▶ **Task instructions**
Copy out the data below with each "accessibility project" changed to "mapping project", keeping everything else the same. Leave the pictures out of your copy.

(Entries from a dataset)
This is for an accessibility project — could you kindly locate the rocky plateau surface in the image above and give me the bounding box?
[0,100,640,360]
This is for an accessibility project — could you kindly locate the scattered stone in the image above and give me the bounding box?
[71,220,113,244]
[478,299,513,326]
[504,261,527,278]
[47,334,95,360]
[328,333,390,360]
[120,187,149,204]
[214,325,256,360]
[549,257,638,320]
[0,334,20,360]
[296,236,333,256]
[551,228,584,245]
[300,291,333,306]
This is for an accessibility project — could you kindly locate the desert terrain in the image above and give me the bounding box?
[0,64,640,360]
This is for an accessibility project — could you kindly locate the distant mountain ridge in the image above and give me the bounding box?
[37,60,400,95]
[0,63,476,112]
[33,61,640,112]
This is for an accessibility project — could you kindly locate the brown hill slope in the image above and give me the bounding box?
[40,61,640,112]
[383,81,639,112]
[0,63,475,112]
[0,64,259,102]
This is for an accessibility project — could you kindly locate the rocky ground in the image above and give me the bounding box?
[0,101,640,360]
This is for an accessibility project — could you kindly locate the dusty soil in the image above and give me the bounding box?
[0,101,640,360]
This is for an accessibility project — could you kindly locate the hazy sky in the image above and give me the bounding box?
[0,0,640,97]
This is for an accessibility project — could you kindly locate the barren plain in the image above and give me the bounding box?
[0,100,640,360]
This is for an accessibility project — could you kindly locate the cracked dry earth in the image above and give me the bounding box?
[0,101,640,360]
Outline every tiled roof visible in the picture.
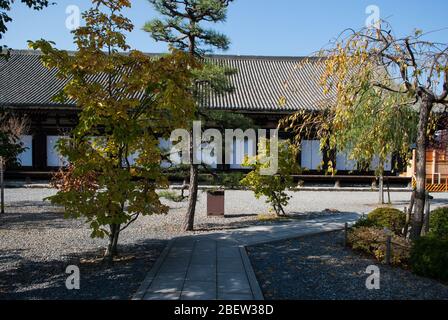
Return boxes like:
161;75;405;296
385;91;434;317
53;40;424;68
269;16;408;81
0;50;336;112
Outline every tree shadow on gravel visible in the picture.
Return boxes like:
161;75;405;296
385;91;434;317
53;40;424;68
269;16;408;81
0;211;73;229
195;211;356;232
0;240;166;300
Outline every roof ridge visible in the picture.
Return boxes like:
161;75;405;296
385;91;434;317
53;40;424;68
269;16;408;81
11;49;320;60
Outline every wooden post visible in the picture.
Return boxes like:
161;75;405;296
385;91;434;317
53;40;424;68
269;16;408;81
403;190;415;238
431;149;437;184
386;235;392;264
386;178;392;204
423;191;431;234
344;222;348;248
0;157;5;214
378;175;384;204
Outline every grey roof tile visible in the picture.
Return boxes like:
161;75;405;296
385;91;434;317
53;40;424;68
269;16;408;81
0;50;331;112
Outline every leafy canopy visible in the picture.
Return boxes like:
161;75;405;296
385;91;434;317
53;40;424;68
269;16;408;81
241;139;300;215
30;0;194;237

▶ **Finished answer**
This is for an mapping project — could you kindly locate the rocky plateau surface in the image above and give me the bounding box?
[0,100,640,360]
This is for an mapping project — could you kindly locate the scattered stone in the image above and give me the bounding box?
[71,220,113,244]
[478,299,513,326]
[504,261,527,278]
[47,334,95,360]
[328,333,390,360]
[120,187,149,204]
[214,325,256,360]
[549,257,638,320]
[0,334,20,360]
[296,236,333,256]
[551,228,584,245]
[300,291,333,306]
This is for an mapping project — could you kindly locate the desert terrain in the image above and give me the bounding box?
[0,64,640,360]
This is for an mapping project — could you kindly locate the distant mountain ridge in the image above and give me the bounding box?
[37,60,400,95]
[0,63,476,112]
[33,61,640,112]
This is for an mapping project — could you kindly locate the brown hill slope in the image above and give me the bounding box?
[40,61,640,112]
[383,81,639,112]
[0,63,475,112]
[0,64,259,102]
This is for an mapping project — could you kindly locate the rocky ground in the image above and give me the bounding box?
[0,101,640,360]
This is for an mapping project — could you kindly locate the dusty soil in the image above and give me the bounding box?
[0,101,640,360]
This is for an mapping project — could you kindly locate the hazy sky in the image above and give me the bounding box?
[0,0,640,97]
This is for an mapping project — could you kindly locate the barren plain in the image above and give me the bounding box?
[0,100,640,360]
This is for an mapping project — could you kindly locate the cracked dry earth in the image above and give me the bounding box?
[0,101,640,360]
Outline every tiled roof visible in the picture.
Return boxes like:
161;75;405;296
385;91;434;317
53;40;424;68
269;16;408;81
0;50;336;112
Outline every tree shadow on gravel visible in the picture.
Return boxes like:
161;75;405;296
385;91;434;317
53;40;424;68
269;16;408;81
0;211;73;229
195;211;356;232
0;240;166;300
Outline every roof ridge visible in the picture.
Return boxes like:
161;75;405;296
385;91;434;317
53;40;424;68
269;16;408;81
11;49;320;60
Outline every wooden post visible in the picture.
Return boxes like:
161;75;405;296
385;91;434;317
53;40;424;68
269;16;408;81
403;190;415;238
431;149;437;184
386;235;392;264
386;178;392;204
423;191;431;234
344;222;348;248
0;157;5;214
378;175;384;204
Outline every grey roof tile visible in the picture.
Return boxes like:
161;75;405;296
385;91;434;317
53;40;424;68
269;16;408;81
0;50;331;112
Outline every leafy canopy visible in the picture.
Return boxes like:
161;75;405;296
385;91;434;317
53;40;424;68
269;16;408;81
241;139;300;215
30;0;194;237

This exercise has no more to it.